Reproduce all entries verbatim, with nothing added or dropped.

[Records contained in a dataset]
· · · · · · ·
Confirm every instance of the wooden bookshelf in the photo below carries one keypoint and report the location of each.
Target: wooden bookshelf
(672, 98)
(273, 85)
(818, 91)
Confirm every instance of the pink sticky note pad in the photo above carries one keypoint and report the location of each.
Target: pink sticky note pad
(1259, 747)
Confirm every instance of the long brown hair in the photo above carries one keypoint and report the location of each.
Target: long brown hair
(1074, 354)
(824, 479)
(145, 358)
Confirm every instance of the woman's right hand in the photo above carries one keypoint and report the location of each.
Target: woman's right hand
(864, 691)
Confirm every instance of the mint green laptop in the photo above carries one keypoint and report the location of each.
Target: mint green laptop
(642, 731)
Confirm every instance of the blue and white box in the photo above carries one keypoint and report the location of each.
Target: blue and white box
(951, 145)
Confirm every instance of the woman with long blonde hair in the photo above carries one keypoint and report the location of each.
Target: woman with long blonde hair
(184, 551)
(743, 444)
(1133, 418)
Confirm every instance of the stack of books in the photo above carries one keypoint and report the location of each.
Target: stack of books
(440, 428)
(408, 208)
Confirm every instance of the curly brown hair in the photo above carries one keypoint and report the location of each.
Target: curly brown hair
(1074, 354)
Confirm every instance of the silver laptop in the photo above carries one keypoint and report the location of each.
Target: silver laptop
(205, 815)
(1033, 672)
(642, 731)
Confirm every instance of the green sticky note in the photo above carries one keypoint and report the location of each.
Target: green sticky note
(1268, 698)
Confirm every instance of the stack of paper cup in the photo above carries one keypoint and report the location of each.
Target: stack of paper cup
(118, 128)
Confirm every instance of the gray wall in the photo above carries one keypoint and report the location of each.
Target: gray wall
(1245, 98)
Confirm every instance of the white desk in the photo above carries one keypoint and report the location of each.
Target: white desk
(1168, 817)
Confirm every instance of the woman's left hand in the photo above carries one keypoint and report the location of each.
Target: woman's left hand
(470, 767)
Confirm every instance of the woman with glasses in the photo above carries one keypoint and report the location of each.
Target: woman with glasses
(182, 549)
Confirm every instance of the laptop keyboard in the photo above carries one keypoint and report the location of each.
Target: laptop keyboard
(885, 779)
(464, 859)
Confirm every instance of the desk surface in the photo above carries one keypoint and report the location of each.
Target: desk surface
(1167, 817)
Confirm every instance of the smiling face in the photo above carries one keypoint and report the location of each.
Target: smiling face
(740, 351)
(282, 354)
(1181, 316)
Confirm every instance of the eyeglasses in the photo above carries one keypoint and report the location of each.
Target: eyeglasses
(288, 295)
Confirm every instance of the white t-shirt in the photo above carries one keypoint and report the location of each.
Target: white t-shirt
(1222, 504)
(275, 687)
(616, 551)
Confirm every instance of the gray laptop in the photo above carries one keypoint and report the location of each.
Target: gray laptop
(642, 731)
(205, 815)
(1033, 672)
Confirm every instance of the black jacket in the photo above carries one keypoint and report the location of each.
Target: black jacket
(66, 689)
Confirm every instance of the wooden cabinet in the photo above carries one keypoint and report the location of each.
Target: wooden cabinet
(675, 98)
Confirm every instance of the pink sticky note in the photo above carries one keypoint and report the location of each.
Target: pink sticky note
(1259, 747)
· · · · · · ·
Answer
Confirm every instance of the wooden bookshelf in the photo below carries one keypoint and report the location of each.
Target: wooden bookshelf
(672, 98)
(273, 85)
(818, 91)
Confirm every instance of the pink sticky note pad in the photo above carries one keypoint and report the location of each.
Target: pink sticky note pad
(1259, 747)
Confirm every instance of the long brown hair in the photo above carries one keypoint and report the location of each.
Target: long brown hair
(1074, 354)
(824, 479)
(145, 358)
Confirm every instance of the woman's right hand in the photo above carries one keypoint and report the location of each.
Target: woman's right hand
(864, 691)
Confirm every instance of the mint green laptop in the photo above carries one keypoint and report the location of each.
Target: mint green laptop
(642, 731)
Confirm every instance of the blue and white box in the photo above carries one keypoint and report the location of each.
Target: blue and white box
(951, 145)
Confirm every instance of the woman with long blonde hair in the photo above carries one keypoint and report the location of each.
Target: woman with long blonde hair
(184, 551)
(743, 444)
(1133, 418)
Confirm every instance of the stack of books in the photo above carries one keypoint and report the location of each.
Target: stack of books
(440, 428)
(408, 208)
Confirm every instance of the curly brown hair in the photo above carries one keypoint and report the location of each.
Target: curly brown hair
(1074, 354)
Confirm every instance of the silver laptop in the photo above carries one keypoint and report the location of each.
Target: silver laptop
(205, 815)
(1033, 672)
(642, 731)
Confirm every instance of the green sticky note in the photo above carries one keypoint and report the location of each.
Target: green sticky note
(1268, 698)
Confirm every instance of the stack of paper cup in the photo above carries one keypoint and report the location of each.
Target: stack of paper cup
(118, 128)
Confirm every instance of the gray wall in the photo above carries one keypoint and report the location of each.
Target: gray wall
(1245, 98)
Confirm every instance of the white desk in the photo above carries one keypoint and report the location of each.
Target: white desk
(1168, 817)
Confirm every instance of the woman's left hand in the photo above carries one keypoint and report the location of each.
Target: woman's left hand
(470, 767)
Confirm every instance of the woman with glasses in the photo above carries one keypoint and report the location of each.
Target: woman with glasses
(182, 549)
Confirm every instance of the laptop keyboard in the photo above carries one keypoint and report the location of each.
Target: laptop keyboard
(885, 779)
(464, 859)
Confirm every instance of the desk surface in the photo above carries one keypoint and report the location of each.
Target: desk surface
(1167, 817)
Confirm every instance of the smiling face in the photo above carries one keypoint and report the location of each.
Target: smiling face
(740, 351)
(282, 354)
(1181, 316)
Confirm every instance of the eyeglasses in the photo above carries one keypoint and report the location of each.
Target: eyeglasses
(288, 295)
Confirm every instance of the white t-shirt in the photo above carries one keypoint and report the location of each.
Target: white t-shirt
(1222, 504)
(275, 687)
(616, 551)
Confirm every instance of the gray laptop in the photo above carries one keypoint and report the location of each.
Target: gray laptop
(642, 731)
(205, 815)
(1033, 672)
Confirm every instance of the black jacket in the photo above carries one keypoint and report the location of each.
Target: black jacket
(66, 689)
Confirm every instance of the wooden cabinet in the photo above carries one keypoint and report the location of each.
Target: wooden cabinet
(675, 98)
Confirm every instance of the pink sticky note in the photo above carries one keypoint and report the location of each.
Target: pink sticky note
(1259, 747)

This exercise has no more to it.